Goal of the exercise: Find each line below where the word "green" occurs, and copy it.

(Point localization data)
|---|
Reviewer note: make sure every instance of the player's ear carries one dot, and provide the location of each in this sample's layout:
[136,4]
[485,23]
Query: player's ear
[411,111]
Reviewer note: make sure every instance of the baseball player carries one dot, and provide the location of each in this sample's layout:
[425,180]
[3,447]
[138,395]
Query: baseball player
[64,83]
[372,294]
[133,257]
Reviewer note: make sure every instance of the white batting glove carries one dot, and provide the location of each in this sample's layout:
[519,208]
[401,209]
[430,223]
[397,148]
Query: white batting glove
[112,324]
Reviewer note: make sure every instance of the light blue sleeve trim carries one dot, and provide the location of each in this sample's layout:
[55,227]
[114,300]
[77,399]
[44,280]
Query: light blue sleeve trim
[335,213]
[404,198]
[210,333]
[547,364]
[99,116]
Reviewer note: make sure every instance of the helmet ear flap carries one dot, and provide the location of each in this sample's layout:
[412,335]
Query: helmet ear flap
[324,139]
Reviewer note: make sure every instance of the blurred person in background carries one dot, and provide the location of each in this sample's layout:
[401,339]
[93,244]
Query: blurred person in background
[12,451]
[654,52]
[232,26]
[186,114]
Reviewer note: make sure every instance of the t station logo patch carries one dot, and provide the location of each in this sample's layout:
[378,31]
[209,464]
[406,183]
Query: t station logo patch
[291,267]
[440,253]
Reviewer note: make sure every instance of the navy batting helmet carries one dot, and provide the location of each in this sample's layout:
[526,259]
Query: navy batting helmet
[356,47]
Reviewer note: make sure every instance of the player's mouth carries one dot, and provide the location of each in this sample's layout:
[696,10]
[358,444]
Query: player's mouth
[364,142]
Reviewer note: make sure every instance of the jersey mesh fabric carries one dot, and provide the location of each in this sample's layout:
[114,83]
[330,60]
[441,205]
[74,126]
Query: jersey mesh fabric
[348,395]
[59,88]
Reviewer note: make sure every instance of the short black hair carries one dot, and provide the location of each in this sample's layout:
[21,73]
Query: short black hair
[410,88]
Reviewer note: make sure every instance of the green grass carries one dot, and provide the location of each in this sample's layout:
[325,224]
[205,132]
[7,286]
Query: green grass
|---|
Written response:
Reviewer note: make sure every instance of the green grass carries one dot, and provide the location of each in this sample's layout:
Query: green grass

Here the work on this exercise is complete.